### FRAGMENTO
========================================

– 75 años de la Escuela de Estudios Árabes.
EL próximo 25 de noviembre se cumplirán los setenta y cinco años de la publicación oficial del Reglamento de la Escuela de Estudios Árabes de Granada, punto de partida técnico de su labor científica que aún prosigue. La propia legislación fundacional estableció que se instalase en la bella Casa del Chapiz, propiedad que fue de los moriscos Hernán López el-Ferri y Lorenzo el-Chapiz, armoniosamente restaurada por don Leopoldo Torres Balbás (1888-1960), a quien tanto deben los monumentos árabes granadinos. En la Escuela me formé y trabajé durante diez años de mi vida universitaria. Pecaría de desagradecido y amnésico si ahora no le dedicara un recuerdo, como ya hice en estas páginas de IDEAL el 14 de febrero de 1982, cuando se cumplía su cincuentenario.
Entré por vez primera en la Casa del Chapiz en la primavera de 1940 para escuchar un curso de poesía arábigo-española o arábigo-andaluza, así se decía entonces, impartido por el profesor de origen checo A. R. Nykl, refugiado en Granada en espera de poder marchar a Estados Unidos. Un mes después, mi inolvidable maestra y amiga, Joaquina Egüaras Ibáñez (1897-1981) convenció a mi fraternal amigo de siempre, Andrés Soria Ortega, que hace poco nos ha dejado, y a mí, de estudiar la lengua árabe. La marcha a Madrid del primer director y creador de hecho de la Escuela, don Emilio García Gómez (1905-1995), casi en vísperas de la Guerra Civil de 1936-1939, la muerte violenta del director accidental, don Salvador Vila Hernández (1904-1936) y otros dos profesores, y las demás circunstancias de tan nefasto conflicto, dejaron desamparada la Escuela. Joaquina fue desde 1939 a 1943 su alma y su cuerpo, amparada en lo que cabía por el director accidental en al periodo 1938-1943, don Antonio Gallego Burín, el secretario, don Alfonso Gámir Sandoval, y el bibliotecario, entonces rector de la Universidad, don Antonio Marín Ocete.

========================================

### QUÉ SE PIDE
1) Copia de nuevo el fragmento entre "EL próximo 25" y "cumplía su cincuentenario.", ambos incluidos, y renombra "Casa del Chapiz" como "Casa de los Moriscos".
2) Indica si cada afirmación concuerda con el fragmento y cita las palabras que lo deciden: (a) la legislación fundacional dispuso que la Escuela se instalara en la Casa del Chapiz; (b) el curso de A. R. Nykl se impartió en otoño de 1940; (c) Joaquina Egüaras convenció a quien escribe de estudiar árabe.
Los datos no intervienen en nada de esto.

### DATOS SIN PROCESAR
========================================

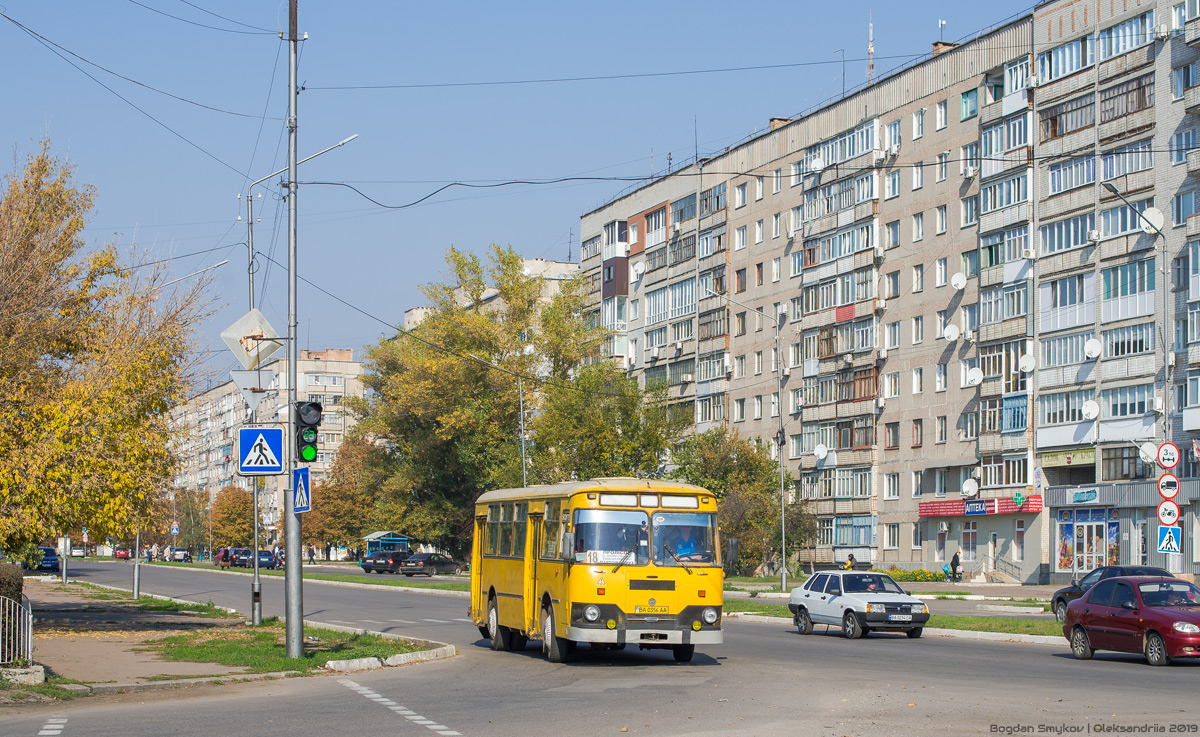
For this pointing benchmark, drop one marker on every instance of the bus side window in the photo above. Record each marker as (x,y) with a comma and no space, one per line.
(551,527)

========================================

### SOLUCIONES DEL EJERCICIO
1)
EL próximo 25 de noviembre se cumplirán los setenta y cinco años de la publicación oficial del Reglamento de la Escuela de Estudios Árabes de Granada, punto de partida técnico de su labor científica que aún prosigue. La propia legislación fundacional estableció que se instalase en la bella Casa de los Moriscos, propiedad que fue de los moriscos Hernán López el-Ferri y Lorenzo el-Chapiz, armoniosamente restaurada por don Leopoldo Torres Balbás (1888-1960), a quien tanto deben los monumentos árabes granadinos. En la Escuela me formé y trabajé durante diez años de mi vida universitaria. Pecaría de desagradecido y amnésico si ahora no le dedicara un recuerdo, como ya hice en estas páginas de IDEAL el 14 de febrero de 1982, cuando se cumplía su cincuentenario.

2)
(a) Sí: "La propia legislación fundacional estableció que se instalase en la bella Casa del Chapiz".
(b) No: "en la primavera de 1940".
(c) Sí: "convenció a mi fraternal amigo de siempre, Andrés Soria Ortega, que hace poco nos ha dejado, y a mí, de estudiar la lengua árabe".